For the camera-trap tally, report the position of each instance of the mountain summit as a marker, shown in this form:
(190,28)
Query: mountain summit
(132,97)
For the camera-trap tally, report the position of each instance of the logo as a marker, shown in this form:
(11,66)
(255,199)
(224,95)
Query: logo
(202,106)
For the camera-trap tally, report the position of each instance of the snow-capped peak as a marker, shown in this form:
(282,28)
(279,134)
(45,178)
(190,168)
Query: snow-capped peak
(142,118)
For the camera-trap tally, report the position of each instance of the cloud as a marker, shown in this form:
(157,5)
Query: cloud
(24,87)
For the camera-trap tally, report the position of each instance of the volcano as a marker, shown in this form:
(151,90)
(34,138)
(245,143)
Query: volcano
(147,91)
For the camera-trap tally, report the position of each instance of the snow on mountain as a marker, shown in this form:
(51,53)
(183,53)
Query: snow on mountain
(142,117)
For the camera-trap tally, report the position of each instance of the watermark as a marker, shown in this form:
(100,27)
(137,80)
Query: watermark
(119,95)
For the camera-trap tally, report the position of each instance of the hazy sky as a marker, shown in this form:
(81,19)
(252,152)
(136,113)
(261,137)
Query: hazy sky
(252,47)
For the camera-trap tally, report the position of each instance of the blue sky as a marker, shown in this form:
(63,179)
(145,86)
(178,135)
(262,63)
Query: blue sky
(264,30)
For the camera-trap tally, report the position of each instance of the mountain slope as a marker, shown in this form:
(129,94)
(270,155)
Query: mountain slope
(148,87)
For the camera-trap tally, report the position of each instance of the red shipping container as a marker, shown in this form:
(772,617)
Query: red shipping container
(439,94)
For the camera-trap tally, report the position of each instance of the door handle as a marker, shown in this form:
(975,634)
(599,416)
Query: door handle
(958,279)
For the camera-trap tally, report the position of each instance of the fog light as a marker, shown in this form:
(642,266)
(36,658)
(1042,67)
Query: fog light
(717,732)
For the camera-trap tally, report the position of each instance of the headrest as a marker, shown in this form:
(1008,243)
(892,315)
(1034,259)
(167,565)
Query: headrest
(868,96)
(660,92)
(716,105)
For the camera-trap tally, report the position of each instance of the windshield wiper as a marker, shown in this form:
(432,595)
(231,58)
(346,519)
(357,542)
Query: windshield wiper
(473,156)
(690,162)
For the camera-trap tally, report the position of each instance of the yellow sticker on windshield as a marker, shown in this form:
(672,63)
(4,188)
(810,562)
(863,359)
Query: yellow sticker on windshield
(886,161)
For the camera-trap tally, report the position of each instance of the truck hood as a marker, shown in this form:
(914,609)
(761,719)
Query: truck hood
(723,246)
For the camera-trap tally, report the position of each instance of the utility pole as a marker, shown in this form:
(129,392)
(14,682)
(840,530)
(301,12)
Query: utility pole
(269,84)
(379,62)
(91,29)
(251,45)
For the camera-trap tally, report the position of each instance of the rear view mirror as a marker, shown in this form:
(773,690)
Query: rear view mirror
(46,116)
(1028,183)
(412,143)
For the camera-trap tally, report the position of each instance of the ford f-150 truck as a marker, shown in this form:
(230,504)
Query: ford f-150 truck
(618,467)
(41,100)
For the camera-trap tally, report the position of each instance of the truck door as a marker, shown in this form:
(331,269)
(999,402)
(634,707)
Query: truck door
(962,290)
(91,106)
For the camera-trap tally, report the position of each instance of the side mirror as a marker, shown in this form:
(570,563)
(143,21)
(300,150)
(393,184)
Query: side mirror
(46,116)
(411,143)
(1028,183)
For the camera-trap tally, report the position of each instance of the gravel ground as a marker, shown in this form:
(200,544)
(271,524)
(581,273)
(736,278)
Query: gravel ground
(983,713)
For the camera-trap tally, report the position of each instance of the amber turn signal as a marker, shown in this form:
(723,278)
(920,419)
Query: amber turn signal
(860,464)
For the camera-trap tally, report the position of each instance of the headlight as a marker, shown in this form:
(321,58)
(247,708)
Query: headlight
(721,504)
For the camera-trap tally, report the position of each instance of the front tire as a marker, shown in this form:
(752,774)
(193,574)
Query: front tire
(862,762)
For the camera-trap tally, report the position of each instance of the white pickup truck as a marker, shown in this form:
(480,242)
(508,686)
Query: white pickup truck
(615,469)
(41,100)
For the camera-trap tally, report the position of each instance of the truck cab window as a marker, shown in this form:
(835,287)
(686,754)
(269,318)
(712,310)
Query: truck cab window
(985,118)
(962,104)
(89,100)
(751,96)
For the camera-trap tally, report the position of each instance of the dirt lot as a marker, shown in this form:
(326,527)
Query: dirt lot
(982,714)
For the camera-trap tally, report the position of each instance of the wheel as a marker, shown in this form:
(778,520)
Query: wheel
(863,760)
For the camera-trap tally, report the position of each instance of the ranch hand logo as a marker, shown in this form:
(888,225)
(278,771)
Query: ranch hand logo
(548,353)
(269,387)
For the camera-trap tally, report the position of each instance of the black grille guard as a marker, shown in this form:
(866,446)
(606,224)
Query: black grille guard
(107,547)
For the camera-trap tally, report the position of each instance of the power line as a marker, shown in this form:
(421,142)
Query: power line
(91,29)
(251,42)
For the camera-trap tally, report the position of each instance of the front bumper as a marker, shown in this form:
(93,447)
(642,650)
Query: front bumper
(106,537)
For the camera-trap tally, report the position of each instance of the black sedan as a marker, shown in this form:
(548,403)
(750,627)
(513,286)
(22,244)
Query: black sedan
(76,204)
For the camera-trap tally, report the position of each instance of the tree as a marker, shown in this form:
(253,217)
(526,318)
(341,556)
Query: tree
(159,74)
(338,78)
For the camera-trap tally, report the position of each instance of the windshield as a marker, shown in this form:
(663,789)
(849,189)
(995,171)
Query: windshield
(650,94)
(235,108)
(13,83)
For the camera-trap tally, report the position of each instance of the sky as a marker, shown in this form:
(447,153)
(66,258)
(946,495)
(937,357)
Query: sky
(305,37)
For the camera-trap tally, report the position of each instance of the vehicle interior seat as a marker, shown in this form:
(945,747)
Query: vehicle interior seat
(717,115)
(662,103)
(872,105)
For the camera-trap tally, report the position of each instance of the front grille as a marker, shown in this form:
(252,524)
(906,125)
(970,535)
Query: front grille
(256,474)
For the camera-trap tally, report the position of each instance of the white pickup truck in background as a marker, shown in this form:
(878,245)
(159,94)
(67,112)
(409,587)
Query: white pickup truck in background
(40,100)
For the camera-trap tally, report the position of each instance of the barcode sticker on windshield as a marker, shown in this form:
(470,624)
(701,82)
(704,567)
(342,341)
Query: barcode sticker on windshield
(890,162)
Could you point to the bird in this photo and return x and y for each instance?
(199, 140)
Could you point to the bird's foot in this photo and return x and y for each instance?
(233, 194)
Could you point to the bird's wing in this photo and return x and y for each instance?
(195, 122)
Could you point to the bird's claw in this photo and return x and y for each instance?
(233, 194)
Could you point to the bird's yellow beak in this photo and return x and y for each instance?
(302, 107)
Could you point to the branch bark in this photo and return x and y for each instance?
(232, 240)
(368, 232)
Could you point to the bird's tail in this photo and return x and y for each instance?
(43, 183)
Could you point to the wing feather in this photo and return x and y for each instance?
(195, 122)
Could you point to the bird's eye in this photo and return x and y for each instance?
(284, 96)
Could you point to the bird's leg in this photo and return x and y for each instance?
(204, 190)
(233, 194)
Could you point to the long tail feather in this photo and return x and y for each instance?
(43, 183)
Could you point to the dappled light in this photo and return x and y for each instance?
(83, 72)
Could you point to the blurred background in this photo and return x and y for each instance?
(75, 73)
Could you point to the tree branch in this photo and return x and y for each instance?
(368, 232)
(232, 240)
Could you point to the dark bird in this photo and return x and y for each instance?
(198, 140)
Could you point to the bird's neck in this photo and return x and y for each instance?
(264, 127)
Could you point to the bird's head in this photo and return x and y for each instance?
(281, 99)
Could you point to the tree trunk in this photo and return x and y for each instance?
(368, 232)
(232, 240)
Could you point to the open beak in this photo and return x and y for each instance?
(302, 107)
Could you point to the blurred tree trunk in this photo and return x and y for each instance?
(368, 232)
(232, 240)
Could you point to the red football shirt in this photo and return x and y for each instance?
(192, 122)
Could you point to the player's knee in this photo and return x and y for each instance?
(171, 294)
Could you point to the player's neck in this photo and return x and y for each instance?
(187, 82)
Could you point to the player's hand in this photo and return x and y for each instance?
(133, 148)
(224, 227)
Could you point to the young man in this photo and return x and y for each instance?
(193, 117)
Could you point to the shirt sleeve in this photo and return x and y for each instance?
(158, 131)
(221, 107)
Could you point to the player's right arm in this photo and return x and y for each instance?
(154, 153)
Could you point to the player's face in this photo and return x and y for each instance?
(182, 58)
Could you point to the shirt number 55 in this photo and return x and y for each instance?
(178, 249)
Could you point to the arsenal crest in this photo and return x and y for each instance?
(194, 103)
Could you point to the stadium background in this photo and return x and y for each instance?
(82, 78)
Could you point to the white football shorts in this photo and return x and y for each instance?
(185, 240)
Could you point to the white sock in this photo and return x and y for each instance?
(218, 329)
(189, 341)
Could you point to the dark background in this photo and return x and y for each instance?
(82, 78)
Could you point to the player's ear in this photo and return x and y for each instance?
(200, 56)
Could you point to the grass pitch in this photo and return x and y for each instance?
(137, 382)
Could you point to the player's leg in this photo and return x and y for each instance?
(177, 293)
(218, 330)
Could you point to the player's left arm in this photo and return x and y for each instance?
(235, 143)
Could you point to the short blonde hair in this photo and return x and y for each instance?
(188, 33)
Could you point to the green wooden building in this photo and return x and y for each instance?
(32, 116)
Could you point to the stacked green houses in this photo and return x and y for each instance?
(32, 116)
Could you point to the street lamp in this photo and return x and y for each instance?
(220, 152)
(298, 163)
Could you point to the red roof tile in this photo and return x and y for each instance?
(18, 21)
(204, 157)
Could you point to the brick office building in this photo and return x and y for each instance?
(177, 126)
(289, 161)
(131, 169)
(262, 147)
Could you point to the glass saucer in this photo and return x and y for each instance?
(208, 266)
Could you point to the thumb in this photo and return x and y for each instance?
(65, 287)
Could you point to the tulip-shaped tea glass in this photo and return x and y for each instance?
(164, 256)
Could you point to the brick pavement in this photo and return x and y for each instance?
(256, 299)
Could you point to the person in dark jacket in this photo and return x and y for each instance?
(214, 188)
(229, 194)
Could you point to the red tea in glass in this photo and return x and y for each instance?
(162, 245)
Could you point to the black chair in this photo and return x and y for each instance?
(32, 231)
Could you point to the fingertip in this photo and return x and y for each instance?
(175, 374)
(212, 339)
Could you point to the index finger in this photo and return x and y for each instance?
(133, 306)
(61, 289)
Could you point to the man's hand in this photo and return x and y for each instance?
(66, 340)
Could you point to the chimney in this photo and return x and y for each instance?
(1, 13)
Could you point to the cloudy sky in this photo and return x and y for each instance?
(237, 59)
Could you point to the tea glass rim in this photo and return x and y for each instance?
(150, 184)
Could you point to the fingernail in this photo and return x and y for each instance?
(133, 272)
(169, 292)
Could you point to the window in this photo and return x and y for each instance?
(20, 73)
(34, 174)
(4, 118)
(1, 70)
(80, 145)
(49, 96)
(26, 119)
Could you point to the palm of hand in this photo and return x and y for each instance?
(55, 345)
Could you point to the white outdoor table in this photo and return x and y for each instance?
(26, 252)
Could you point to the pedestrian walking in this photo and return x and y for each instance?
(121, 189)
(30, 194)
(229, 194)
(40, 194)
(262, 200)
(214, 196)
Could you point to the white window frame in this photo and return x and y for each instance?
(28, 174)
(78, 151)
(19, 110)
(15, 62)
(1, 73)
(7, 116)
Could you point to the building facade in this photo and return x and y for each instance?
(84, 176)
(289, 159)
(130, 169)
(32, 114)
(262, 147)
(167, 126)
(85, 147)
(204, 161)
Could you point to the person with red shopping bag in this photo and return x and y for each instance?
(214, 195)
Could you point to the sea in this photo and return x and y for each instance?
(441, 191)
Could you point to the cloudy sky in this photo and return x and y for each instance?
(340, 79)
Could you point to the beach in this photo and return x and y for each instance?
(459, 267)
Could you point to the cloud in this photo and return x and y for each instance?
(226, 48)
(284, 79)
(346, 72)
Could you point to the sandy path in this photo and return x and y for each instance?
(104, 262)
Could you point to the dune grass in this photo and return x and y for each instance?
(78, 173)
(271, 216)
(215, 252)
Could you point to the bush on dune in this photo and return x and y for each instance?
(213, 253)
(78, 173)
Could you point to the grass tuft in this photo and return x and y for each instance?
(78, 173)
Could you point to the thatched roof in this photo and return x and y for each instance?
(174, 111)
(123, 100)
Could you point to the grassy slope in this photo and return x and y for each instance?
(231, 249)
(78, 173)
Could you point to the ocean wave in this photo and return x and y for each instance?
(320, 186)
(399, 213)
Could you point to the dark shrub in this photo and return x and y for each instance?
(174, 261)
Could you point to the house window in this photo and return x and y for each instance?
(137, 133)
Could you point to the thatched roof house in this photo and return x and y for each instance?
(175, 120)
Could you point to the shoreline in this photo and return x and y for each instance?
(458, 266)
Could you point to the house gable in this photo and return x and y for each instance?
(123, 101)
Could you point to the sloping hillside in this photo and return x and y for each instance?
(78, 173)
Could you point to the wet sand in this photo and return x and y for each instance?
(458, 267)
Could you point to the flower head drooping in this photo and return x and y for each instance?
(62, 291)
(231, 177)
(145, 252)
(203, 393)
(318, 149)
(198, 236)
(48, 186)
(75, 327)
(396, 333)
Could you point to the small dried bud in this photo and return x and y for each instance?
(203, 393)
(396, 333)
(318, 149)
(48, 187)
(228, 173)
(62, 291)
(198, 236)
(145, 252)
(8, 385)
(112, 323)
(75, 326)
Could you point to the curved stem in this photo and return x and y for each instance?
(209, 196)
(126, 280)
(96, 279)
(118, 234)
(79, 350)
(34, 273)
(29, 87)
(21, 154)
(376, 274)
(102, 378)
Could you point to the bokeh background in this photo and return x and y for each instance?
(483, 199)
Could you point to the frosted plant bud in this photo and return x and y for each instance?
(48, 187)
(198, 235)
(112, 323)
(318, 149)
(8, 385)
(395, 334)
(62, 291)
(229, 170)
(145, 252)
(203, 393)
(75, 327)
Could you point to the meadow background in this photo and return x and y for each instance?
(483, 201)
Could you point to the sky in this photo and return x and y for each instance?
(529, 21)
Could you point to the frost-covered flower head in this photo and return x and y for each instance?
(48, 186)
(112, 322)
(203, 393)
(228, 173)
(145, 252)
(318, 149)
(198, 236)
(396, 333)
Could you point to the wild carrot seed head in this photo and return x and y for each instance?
━━━━━━━━
▶ **EXERCISE**:
Write out only what runs from the line holding "Could you point to the frost-covered" through the last line of the records, exactly as shown.

▶ **ANSWER TO THE PROBLEM**:
Could you point to the frost-covered flower head in this photo and return x and y for each instance?
(48, 186)
(112, 322)
(203, 393)
(228, 173)
(145, 252)
(318, 149)
(198, 236)
(396, 333)
Could you point to the wild carrot seed head in this photo and return x and y for each instance?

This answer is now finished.